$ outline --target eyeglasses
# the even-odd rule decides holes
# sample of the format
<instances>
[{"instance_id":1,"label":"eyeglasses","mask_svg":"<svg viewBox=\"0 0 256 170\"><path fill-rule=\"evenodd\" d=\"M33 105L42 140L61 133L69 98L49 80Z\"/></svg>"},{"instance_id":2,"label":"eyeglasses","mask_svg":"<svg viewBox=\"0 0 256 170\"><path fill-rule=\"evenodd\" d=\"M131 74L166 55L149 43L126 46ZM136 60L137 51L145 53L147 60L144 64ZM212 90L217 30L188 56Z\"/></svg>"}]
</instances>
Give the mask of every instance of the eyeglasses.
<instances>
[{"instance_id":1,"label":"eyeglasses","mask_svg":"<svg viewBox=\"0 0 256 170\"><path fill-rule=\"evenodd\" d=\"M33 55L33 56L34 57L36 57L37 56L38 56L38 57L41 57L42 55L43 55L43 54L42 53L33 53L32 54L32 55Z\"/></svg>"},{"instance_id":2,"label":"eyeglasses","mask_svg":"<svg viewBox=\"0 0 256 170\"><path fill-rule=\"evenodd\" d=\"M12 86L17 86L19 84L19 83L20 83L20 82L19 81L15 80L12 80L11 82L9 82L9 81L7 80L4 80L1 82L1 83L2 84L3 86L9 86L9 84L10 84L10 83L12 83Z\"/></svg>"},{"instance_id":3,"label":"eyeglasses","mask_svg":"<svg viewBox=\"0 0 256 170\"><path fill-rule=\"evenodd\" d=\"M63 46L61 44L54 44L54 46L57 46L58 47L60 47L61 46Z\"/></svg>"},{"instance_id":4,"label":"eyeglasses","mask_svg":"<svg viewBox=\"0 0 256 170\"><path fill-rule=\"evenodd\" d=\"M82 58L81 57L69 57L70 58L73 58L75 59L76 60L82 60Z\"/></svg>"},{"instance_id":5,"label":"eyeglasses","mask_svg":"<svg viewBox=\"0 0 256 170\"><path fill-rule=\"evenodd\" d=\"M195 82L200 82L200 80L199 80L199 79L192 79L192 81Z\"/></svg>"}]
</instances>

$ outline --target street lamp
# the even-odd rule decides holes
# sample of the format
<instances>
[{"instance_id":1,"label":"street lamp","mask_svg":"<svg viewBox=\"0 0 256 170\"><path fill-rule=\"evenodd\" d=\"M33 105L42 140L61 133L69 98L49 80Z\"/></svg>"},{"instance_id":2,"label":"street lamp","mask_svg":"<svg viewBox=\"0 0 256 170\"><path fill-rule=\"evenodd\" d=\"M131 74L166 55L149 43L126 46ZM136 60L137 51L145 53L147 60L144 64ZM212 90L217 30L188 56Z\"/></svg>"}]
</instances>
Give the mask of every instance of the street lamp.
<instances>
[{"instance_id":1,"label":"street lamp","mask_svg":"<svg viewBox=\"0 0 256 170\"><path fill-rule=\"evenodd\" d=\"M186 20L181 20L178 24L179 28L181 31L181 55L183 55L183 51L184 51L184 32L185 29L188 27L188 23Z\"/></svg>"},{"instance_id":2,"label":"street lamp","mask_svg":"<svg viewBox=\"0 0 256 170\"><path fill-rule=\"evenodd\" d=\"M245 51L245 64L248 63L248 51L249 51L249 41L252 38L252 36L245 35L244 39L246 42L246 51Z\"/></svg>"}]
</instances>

Written instruction.
Your task is to transcribe the material exactly.

Written solution.
$ outline --target eyeglasses
# the even-odd rule decides holes
# sample of the format
<instances>
[{"instance_id":1,"label":"eyeglasses","mask_svg":"<svg viewBox=\"0 0 256 170\"><path fill-rule=\"evenodd\" d=\"M33 105L42 140L61 133L69 98L49 80Z\"/></svg>"},{"instance_id":2,"label":"eyeglasses","mask_svg":"<svg viewBox=\"0 0 256 170\"><path fill-rule=\"evenodd\" d=\"M131 74L166 55L149 43L126 46ZM136 60L137 51L145 53L147 60L144 64ZM212 90L217 30L188 56Z\"/></svg>"}]
</instances>
Give the mask of every instance of the eyeglasses.
<instances>
[{"instance_id":1,"label":"eyeglasses","mask_svg":"<svg viewBox=\"0 0 256 170\"><path fill-rule=\"evenodd\" d=\"M33 55L33 56L34 57L36 57L37 56L38 56L38 57L41 57L42 55L43 55L43 54L42 53L33 53L32 54L32 55Z\"/></svg>"},{"instance_id":2,"label":"eyeglasses","mask_svg":"<svg viewBox=\"0 0 256 170\"><path fill-rule=\"evenodd\" d=\"M12 86L17 86L19 84L19 83L20 83L20 82L19 81L15 80L12 80L11 82L9 82L9 81L7 80L4 80L1 82L1 83L2 84L3 86L9 86L9 84L10 84L10 83L12 83Z\"/></svg>"},{"instance_id":3,"label":"eyeglasses","mask_svg":"<svg viewBox=\"0 0 256 170\"><path fill-rule=\"evenodd\" d=\"M63 46L61 44L54 44L54 46L57 46L58 47L60 47L61 46Z\"/></svg>"},{"instance_id":4,"label":"eyeglasses","mask_svg":"<svg viewBox=\"0 0 256 170\"><path fill-rule=\"evenodd\" d=\"M82 58L81 57L69 57L70 58L73 58L75 59L76 60L82 60Z\"/></svg>"},{"instance_id":5,"label":"eyeglasses","mask_svg":"<svg viewBox=\"0 0 256 170\"><path fill-rule=\"evenodd\" d=\"M195 82L200 82L200 80L199 80L199 79L192 79L192 81Z\"/></svg>"}]
</instances>

$ outline --target street lamp
# the even-odd rule decides holes
# sample of the format
<instances>
[{"instance_id":1,"label":"street lamp","mask_svg":"<svg viewBox=\"0 0 256 170\"><path fill-rule=\"evenodd\" d=\"M33 105L42 140L61 133L69 98L49 80Z\"/></svg>"},{"instance_id":2,"label":"street lamp","mask_svg":"<svg viewBox=\"0 0 256 170\"><path fill-rule=\"evenodd\" d=\"M131 74L166 55L149 43L126 46ZM136 60L137 51L145 53L147 60L144 64ZM212 90L217 30L188 56Z\"/></svg>"}]
</instances>
Give the mask of every instance of the street lamp.
<instances>
[{"instance_id":1,"label":"street lamp","mask_svg":"<svg viewBox=\"0 0 256 170\"><path fill-rule=\"evenodd\" d=\"M186 20L181 20L178 24L179 28L181 31L181 55L183 55L183 51L184 51L184 32L185 29L188 27L188 23Z\"/></svg>"},{"instance_id":2,"label":"street lamp","mask_svg":"<svg viewBox=\"0 0 256 170\"><path fill-rule=\"evenodd\" d=\"M245 51L245 64L248 63L248 51L249 51L249 41L252 38L252 36L245 35L244 39L246 42L246 51Z\"/></svg>"}]
</instances>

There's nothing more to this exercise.